Selected excerpt:
__________________________________________________

Okay, we’re three episodes into season thirteen of American Idol, and I’m having a problem: It’s really, really enjoyable. “But how is that a problem?” you ask. “When you’re going to be spending three to four hours a week for the next four-and-a-half months watching something, shouldn’t it give you pleasure?” In theory, yes. But I’ve grown so accustomed to the lazy way I’ve been watching this show, this sick combination of hate-watching and suspense, that I don’t know any other way.
I know how to tell you I wish Randy Jackson would shut up. I don’t know how to clown something I actually enjoy.
Like you at the end of Bright Lights, Big City, I’m blinking and trying to catch my breath, confused and exhilarated at the dawn of a new day.
I will have to learn everything all over again.
Let’s do this. Please be kind as I get my bearings.

__________________________________________________

Directions:
a) In the American Idol recap, swap "a new day" for "a new season" and write out the passage starting with "Like you at" and going on through "get my bearings.".
b) According to the American Idol recap, how many episodes of season thirteen have aired so far?
c) Which proper names appear in the American Idol recap? List them all.

Supplied data:

__________________________________________________

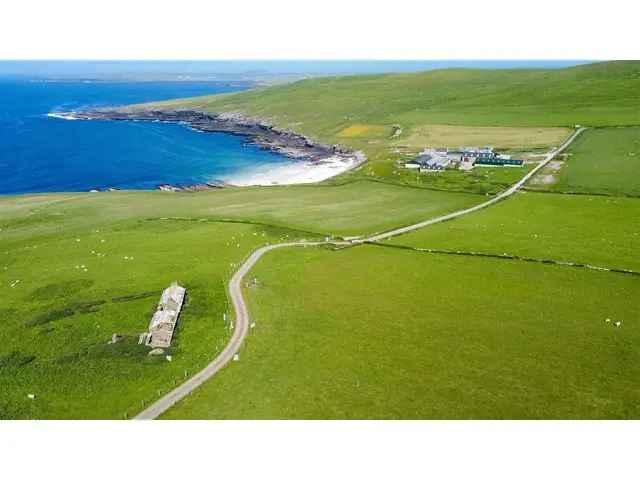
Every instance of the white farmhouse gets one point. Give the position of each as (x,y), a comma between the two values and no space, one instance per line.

__________________________________________________

Task results:
a)
Like you at the end of Bright Lights, Big City, I’m blinking and trying to catch my breath, confused and exhilarated at the dawn of a new season.
I will have to learn everything all over again.
Let’s do this. Please be kind as I get my bearings.

b) Three episodes.

c) American Idol; Randy Jackson; Bright Lights, Big City